ACTIVITIES:
a: In the trout study article, what share of the U.S. water storage in the Columbia Basin Power and Flood Control system does Montana provide?
b: For each statement, say whether it agrees with the trout study article: (i) the study appears in River Research and Applications; (ii) the natural-flow period analyzed ran from 1929 to 1952; (iii) the analyses compared natural flow with three postdam flow management strategies. Answer yes or no for each and quote the deciding words.
c: Reproduce the part of the trout study article starting with "Natural stream flow" and going on through "threatened freshwater trout.".

Natural stream flow suits native trout populations best, according to a new study that is the first to examine the impacts of dam operations on threatened freshwater trout.
The study appears in River Research and Applications.
In a study to identify the potential impacts of Hungry Horse Dam (Montana) operations on declining native trout populations, scientists with the U.S. Geological Survey, Miller Ecological Consultants, Inc., Spatial Sciences & Imaging and Montana Fish Wildlife and Parks examined how changes in river flow affect fish habitat on the upper Flathead River in Montana.
"Our research suggests past flow management practices created sporadic flow fluctuations that were likely detrimental to threatened bull trout and westslope cutthroat trout populations in the upper Columbia River Basin," said Clint Muhlfeld, project leader and USGS scientist. "With Montana providing 40 percent of the U.S. water storage in the Columbia Basin Power and Flood Control system, water demands -and biological impacts -- are significant."
Populations of native bull trout and westslope cutthroat trout have declined throughout ranges in western North America due to a many factors, including habitat destruction, fragmentation and non-native species. Dam operations in the Columbia River Basin have contributed to these declines by changing flow and habitat, and disrupting routes of fish migration.
Loss of habitat connectivity and habitat modification can be especially detrimental to native trout populations, the study found. These fish migrate to spawn and feed and prefer large, relatively pristine habitats that are connected without any barriers such as dams. Although the upper Flathead River system in Montana and British Columbia, Canada, is considered a regional and range-wide stronghold for bull trout and westslope cutthroat trout these populations may be threatened by the effects of 55 years of altering flow downstream of the Hungry Horse Dam.
Results of the study further suggest that dam management strategies that are more similar to the natural flow of the river will likely improve the chances of protecting habitat and help to maintain and restore bull trout and westslope cutthroat trout populations.
"Analyses comparing the natural flow of the mainstem Flathead River (predam, 1929-1952) with five postdam flow management strategies (1953-2008) show that natural flow conditions optimize the threatened bull trout habitats and that the current management practices best resemble the natural flow conditions of all postdam periods," Muhlfeld said.

Stored items:

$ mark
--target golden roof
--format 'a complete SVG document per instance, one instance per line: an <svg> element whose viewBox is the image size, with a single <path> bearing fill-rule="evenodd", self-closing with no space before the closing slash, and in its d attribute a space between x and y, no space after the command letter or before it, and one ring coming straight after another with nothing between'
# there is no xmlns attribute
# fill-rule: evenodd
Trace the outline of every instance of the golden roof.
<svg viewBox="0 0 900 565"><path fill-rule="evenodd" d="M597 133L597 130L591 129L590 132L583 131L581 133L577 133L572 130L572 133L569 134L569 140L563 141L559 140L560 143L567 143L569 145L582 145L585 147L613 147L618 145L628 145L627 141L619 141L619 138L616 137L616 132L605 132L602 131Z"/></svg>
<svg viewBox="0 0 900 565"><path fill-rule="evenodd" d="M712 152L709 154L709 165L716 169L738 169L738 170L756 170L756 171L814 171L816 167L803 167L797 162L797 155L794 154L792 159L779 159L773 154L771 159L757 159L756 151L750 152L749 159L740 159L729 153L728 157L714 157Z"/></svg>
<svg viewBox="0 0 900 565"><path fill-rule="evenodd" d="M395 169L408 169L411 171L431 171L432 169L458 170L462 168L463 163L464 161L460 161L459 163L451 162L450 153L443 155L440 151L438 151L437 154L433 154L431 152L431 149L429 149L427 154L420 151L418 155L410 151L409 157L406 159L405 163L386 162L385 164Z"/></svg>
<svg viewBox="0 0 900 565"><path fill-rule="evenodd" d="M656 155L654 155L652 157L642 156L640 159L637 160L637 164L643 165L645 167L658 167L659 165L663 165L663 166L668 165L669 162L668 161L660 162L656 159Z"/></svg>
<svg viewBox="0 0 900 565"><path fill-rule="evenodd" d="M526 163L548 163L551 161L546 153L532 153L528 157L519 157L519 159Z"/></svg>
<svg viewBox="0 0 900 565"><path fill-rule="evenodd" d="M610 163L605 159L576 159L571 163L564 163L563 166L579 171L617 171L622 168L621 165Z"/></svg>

RESPONSE LIST:
a: 40 percent

b:
(i) Yes: "The study appears in River Research and Applications."
(ii) Yes: "predam, 1929-1952"
(iii) No: "five postdam flow management strategies (1953-2008)"

c:
Natural stream flow suits native trout populations best, according to a new study that is the first to examine the impacts of dam operations on threatened freshwater trout.